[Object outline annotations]
★ ★ ★ ★ ★ ★ ★

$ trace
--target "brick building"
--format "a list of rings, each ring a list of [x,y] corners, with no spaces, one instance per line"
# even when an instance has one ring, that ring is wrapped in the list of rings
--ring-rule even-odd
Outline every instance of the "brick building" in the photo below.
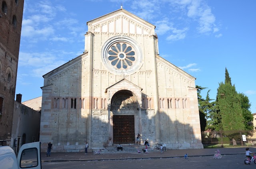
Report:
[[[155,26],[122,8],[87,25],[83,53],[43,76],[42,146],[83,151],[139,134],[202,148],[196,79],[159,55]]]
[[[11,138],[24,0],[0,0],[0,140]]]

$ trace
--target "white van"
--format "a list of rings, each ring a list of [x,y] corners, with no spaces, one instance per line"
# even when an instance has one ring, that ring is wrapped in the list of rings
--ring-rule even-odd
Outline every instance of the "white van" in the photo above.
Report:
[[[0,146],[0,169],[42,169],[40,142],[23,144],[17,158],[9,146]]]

★ ★ ★ ★ ★ ★ ★

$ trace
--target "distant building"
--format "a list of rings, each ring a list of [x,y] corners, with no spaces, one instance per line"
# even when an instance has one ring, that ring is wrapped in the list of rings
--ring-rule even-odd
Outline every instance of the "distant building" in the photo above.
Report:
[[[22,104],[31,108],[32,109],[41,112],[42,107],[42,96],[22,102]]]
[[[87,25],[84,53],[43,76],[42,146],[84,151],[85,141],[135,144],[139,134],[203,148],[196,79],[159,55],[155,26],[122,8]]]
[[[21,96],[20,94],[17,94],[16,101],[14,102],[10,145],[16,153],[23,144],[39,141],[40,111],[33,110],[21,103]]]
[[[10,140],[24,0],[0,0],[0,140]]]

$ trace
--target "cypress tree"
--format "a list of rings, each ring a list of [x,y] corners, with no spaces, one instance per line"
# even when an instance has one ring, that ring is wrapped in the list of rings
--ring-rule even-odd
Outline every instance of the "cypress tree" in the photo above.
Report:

★ ★ ★ ★ ★ ★ ★

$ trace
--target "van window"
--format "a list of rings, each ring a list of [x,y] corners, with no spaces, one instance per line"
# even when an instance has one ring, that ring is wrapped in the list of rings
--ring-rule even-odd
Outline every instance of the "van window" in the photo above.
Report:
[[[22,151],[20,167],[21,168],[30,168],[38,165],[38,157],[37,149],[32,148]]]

★ ★ ★ ★ ★ ★ ★

Problem statement: Please gather every line of the material above that contains the word "window" and list those lines.

Output for this task:
--target "van window"
Outline every instance of the "van window" in the photo above.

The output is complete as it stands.